WHAT IS EXPECTED — Reproduce exactly the lines from the line containing "If you could mark the chin" through the end of the records below, including both ends, and nothing else.

PROVIDED RECORDS —
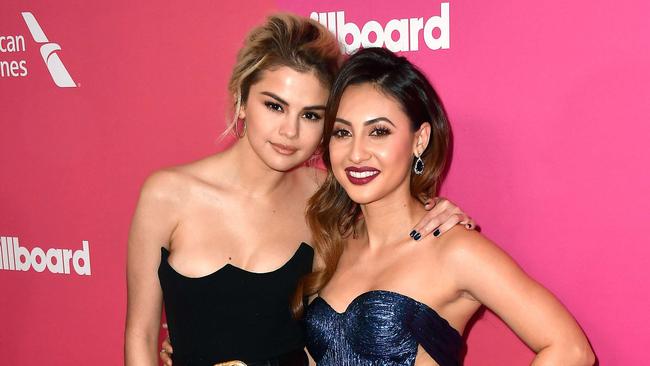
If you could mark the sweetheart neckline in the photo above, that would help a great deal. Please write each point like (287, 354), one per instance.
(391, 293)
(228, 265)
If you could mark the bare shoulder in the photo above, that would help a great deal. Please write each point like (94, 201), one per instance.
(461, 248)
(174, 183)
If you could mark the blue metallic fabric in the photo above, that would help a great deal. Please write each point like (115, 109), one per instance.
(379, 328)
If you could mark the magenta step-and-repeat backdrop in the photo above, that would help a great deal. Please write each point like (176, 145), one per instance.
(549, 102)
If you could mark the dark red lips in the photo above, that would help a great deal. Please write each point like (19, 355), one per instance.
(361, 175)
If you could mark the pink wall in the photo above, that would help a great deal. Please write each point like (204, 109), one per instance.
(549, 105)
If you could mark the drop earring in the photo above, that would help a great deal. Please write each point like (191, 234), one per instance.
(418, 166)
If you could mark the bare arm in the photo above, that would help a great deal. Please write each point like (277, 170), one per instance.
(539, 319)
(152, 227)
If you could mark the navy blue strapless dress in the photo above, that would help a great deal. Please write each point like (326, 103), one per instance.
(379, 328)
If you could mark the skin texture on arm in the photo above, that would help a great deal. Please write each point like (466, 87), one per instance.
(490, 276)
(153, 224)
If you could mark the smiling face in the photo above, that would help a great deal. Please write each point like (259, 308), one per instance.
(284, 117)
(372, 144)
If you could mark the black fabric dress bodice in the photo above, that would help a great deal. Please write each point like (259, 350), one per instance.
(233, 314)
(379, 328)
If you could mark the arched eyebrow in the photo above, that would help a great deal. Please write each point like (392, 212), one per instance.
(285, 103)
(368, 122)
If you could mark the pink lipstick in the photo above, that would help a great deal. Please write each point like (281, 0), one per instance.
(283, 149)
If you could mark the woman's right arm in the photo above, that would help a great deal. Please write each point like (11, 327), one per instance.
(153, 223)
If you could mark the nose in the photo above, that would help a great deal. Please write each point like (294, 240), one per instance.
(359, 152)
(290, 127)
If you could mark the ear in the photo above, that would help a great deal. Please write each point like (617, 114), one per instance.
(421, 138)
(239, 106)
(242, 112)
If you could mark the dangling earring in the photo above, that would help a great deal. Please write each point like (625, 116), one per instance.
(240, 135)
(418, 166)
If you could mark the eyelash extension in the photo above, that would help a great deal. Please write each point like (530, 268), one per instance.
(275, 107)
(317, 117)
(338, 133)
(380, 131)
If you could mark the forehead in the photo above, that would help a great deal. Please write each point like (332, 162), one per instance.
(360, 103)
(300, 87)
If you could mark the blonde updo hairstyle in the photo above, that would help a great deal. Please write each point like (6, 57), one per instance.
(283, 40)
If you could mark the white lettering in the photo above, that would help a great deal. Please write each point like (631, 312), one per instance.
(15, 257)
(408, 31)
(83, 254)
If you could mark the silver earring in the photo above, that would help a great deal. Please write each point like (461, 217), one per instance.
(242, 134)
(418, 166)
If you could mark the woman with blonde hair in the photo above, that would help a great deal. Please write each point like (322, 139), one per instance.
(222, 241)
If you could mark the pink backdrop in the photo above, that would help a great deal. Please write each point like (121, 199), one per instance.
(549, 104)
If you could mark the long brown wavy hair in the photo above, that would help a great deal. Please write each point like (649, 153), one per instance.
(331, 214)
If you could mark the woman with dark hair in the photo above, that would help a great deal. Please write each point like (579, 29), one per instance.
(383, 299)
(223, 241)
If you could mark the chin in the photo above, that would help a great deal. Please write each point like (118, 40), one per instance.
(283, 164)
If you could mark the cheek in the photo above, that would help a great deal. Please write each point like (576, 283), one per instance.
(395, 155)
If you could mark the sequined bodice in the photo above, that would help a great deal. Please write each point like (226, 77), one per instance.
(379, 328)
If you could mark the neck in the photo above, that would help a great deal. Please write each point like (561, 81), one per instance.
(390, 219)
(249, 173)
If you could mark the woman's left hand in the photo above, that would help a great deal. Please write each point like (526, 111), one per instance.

RIGHT ANSWER —
If you could mark the chin in the photo above, that would help a great deal. Please write each point like (118, 40), one per instance.
(283, 164)
If you could mark the cheek in the photo above, that would help a great deal. Please write each point like (576, 283), one per instance.
(395, 155)
If you could mark the sequined bodice in the photo above, that would help a great deal. Please write each point like (226, 77), one per instance.
(379, 328)
If you could mark the neck in the photo above, that would help a great deal. Please write each point like (561, 81), one per instance.
(390, 219)
(249, 173)
If you could mark the woman's left hand in the photo above, that would help a great deal. Please write each point like (526, 111), one per instance.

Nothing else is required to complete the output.